Write out the data exactly, every line included.

[Stored data entries]
»»

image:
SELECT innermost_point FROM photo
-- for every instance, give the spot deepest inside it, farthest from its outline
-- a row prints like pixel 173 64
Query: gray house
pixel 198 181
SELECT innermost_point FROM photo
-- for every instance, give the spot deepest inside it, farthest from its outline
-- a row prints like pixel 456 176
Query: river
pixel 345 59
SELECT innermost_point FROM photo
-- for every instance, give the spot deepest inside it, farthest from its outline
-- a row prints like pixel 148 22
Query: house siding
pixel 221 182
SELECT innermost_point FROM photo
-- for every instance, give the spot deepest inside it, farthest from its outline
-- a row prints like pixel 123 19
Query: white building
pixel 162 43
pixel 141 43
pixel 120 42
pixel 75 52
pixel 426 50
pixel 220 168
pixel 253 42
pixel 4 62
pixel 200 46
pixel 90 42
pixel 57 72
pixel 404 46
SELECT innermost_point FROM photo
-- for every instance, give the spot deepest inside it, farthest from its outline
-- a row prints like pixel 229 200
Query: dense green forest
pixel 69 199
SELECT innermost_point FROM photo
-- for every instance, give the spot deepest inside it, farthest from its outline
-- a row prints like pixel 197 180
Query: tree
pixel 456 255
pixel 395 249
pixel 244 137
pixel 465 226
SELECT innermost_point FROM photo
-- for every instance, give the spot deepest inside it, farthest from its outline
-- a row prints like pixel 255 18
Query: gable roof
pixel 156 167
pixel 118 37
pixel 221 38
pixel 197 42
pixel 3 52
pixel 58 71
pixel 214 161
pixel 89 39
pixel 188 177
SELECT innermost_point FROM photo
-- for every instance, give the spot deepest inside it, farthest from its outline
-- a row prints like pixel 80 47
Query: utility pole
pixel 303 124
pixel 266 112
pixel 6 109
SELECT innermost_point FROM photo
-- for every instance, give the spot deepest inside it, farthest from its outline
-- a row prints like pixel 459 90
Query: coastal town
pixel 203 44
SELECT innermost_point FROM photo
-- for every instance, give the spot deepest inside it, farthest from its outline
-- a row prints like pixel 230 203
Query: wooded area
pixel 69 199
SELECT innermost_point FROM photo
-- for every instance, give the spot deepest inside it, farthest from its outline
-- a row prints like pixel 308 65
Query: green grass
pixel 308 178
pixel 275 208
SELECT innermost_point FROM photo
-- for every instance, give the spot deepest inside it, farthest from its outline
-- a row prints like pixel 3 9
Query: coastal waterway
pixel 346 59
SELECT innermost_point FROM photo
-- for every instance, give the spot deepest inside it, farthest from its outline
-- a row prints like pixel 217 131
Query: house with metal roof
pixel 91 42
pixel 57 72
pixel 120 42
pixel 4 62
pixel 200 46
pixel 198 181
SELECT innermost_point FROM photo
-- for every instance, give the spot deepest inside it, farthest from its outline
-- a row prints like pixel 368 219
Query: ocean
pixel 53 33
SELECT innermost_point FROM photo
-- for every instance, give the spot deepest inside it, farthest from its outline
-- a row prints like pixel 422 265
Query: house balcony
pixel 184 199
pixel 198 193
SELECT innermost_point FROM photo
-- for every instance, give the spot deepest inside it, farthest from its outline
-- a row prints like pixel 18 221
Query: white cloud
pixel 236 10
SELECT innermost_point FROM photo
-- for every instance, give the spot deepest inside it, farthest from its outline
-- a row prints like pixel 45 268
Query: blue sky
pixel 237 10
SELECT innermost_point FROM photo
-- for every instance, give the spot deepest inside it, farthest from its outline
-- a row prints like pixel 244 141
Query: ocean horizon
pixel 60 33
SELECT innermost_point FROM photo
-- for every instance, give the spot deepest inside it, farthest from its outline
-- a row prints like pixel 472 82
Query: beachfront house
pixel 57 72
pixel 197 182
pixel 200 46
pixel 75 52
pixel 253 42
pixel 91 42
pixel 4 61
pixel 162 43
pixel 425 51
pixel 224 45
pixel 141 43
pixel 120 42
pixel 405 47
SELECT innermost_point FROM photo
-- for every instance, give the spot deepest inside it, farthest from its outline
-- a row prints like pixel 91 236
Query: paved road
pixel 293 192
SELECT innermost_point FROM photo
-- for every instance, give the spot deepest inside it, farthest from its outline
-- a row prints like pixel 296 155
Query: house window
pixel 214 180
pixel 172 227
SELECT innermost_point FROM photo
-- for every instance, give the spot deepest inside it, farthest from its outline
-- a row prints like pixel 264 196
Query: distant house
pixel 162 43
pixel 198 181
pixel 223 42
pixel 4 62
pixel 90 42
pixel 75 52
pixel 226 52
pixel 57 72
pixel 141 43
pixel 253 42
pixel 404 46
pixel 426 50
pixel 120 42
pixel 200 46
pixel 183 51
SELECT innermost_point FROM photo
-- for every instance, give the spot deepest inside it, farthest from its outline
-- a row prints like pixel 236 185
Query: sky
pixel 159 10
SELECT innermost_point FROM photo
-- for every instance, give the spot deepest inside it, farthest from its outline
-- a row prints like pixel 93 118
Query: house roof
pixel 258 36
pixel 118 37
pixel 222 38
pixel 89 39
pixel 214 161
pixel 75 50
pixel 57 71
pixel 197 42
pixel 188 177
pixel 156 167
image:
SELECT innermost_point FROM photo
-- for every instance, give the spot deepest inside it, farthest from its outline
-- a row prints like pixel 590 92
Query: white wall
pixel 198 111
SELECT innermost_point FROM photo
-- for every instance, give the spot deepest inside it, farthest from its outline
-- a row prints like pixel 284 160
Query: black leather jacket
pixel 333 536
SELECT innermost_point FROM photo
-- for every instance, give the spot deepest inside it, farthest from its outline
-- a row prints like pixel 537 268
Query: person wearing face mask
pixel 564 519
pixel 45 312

««

Answer space:
image:
SELECT innermost_point FROM photo
-- for every instance, give the spot deepest inside it, farthest from its outline
-- a row prints like pixel 173 64
Query: gray house
pixel 198 181
SELECT innermost_point FROM photo
-- for every instance, give the spot deepest inside it, farthest from its outline
-- a row prints like pixel 456 176
Query: river
pixel 345 59
SELECT innermost_point FROM photo
-- for every instance, give the spot deepest inside it, farthest from its outline
-- a row prints like pixel 148 22
Query: house siding
pixel 221 182
SELECT innermost_point FROM photo
-- for every instance, give the spot deepest inside it, farthest from its outline
-- a row prints like pixel 123 19
Query: white building
pixel 162 43
pixel 141 43
pixel 120 42
pixel 75 52
pixel 426 50
pixel 220 168
pixel 253 42
pixel 4 62
pixel 200 46
pixel 90 42
pixel 57 72
pixel 404 46
SELECT innermost_point FROM photo
-- for every instance, give the spot deepest inside it, farthest from its outline
-- a row prints like pixel 229 200
Query: dense green forest
pixel 69 199
SELECT innermost_point FROM photo
-- for every instance, give the spot deepest inside it, farthest from its outline
-- a row prints like pixel 197 180
Query: tree
pixel 456 255
pixel 395 249
pixel 244 137
pixel 465 226
SELECT innermost_point FROM photo
-- for every instance, give the spot deepest inside it, farthest from its outline
-- a row prints like pixel 255 18
Query: gable roof
pixel 156 167
pixel 118 37
pixel 221 38
pixel 197 42
pixel 3 52
pixel 58 71
pixel 214 161
pixel 89 39
pixel 188 177
SELECT innermost_point FROM photo
-- for every instance, give the spot deepest inside it, farthest from its outline
-- a row prints like pixel 80 47
Query: utility pole
pixel 303 124
pixel 266 112
pixel 6 109
SELECT innermost_point FROM photo
-- for every instance, give the spot deepest inside it, farthest from its outline
-- a row prints like pixel 459 90
Query: coastal town
pixel 203 44
SELECT innermost_point FROM photo
-- for every instance, give the spot deepest inside it, farthest from its outline
-- a row prints like pixel 230 203
Query: wooded area
pixel 69 199
SELECT innermost_point FROM photo
-- for every instance, give the spot deepest inside it, farthest from its outline
-- a row prints like pixel 308 65
Query: green grass
pixel 308 178
pixel 275 208
SELECT innermost_point FROM photo
-- for every instance, give the spot deepest inside it, farthest from its outline
-- a row prints like pixel 3 9
Query: coastal waterway
pixel 346 59
SELECT innermost_point FROM photo
-- for every instance, give the spot deepest inside it, farthest from its outline
-- a row prints like pixel 217 131
Query: house with metal roof
pixel 91 42
pixel 57 72
pixel 120 42
pixel 4 62
pixel 200 46
pixel 198 181
SELECT innermost_point FROM photo
-- for every instance, give the spot deepest inside it, farthest from its outline
-- a row prints like pixel 368 219
Query: ocean
pixel 53 33
SELECT innermost_point FROM photo
-- for every instance, give the spot deepest inside it, farthest from its outline
-- a row prints like pixel 422 265
Query: house balcony
pixel 184 199
pixel 198 193
SELECT innermost_point FROM photo
-- for every instance, give the spot deepest inside it, farthest from its outline
-- a row prints like pixel 18 221
Query: white cloud
pixel 236 10
SELECT innermost_point FROM photo
-- for every instance, give the spot deepest inside it, farthest from its outline
-- a row prints like pixel 45 268
Query: blue sky
pixel 237 10
SELECT innermost_point FROM photo
-- for every instance, give the spot deepest inside it, farthest from its outline
-- a row prints like pixel 244 141
Query: ocean horizon
pixel 60 33
SELECT innermost_point FROM photo
-- for every instance, give the spot deepest inside it, farthest from its outline
-- a row prints like pixel 472 82
Query: beachfront house
pixel 57 72
pixel 197 182
pixel 200 46
pixel 75 52
pixel 253 42
pixel 91 42
pixel 4 61
pixel 162 43
pixel 425 51
pixel 224 45
pixel 141 43
pixel 120 42
pixel 405 47
SELECT innermost_point FROM photo
-- for every instance, give the spot deepest inside it, farthest from its outline
-- a row prints like pixel 91 236
Query: paved road
pixel 293 192
SELECT innermost_point FROM photo
-- for every instance, give the spot deepest inside it, farthest from its outline
-- a row prints like pixel 296 155
Query: house window
pixel 214 180
pixel 172 227
SELECT innermost_point FROM photo
-- for every instance, give the spot deepest inside it, farthest from its outline
-- a row prints like pixel 264 196
Query: distant house
pixel 162 43
pixel 198 181
pixel 223 42
pixel 4 62
pixel 90 42
pixel 75 52
pixel 226 52
pixel 57 72
pixel 141 43
pixel 253 42
pixel 404 46
pixel 426 50
pixel 120 42
pixel 200 46
pixel 183 51
SELECT innermost_point FROM photo
-- for every instance, give the spot deepest inside it, farthest from its outline
-- a row prints like pixel 236 185
Query: sky
pixel 159 10
SELECT innermost_point FROM photo
-- for every instance, give the spot deepest inside it, farthest from its outline
-- a row prints like pixel 93 118
Query: house roof
pixel 258 36
pixel 118 37
pixel 222 38
pixel 89 39
pixel 214 161
pixel 75 50
pixel 57 71
pixel 197 42
pixel 188 177
pixel 156 167
image:
SELECT innermost_point FROM photo
-- for every instance, give the spot deepest inside it, farthest from its outline
-- a row prints like pixel 590 92
Query: white wall
pixel 198 111
SELECT innermost_point FROM photo
-- for every instance, give the spot deepest inside it, farthest from its outline
-- a row prints like pixel 284 160
Query: black leather jacket
pixel 333 536
SELECT innermost_point FROM photo
-- for every instance, give the spot deepest inside it, farthest from its outline
-- a row prints like pixel 537 268
Query: person wearing face mask
pixel 564 519
pixel 45 312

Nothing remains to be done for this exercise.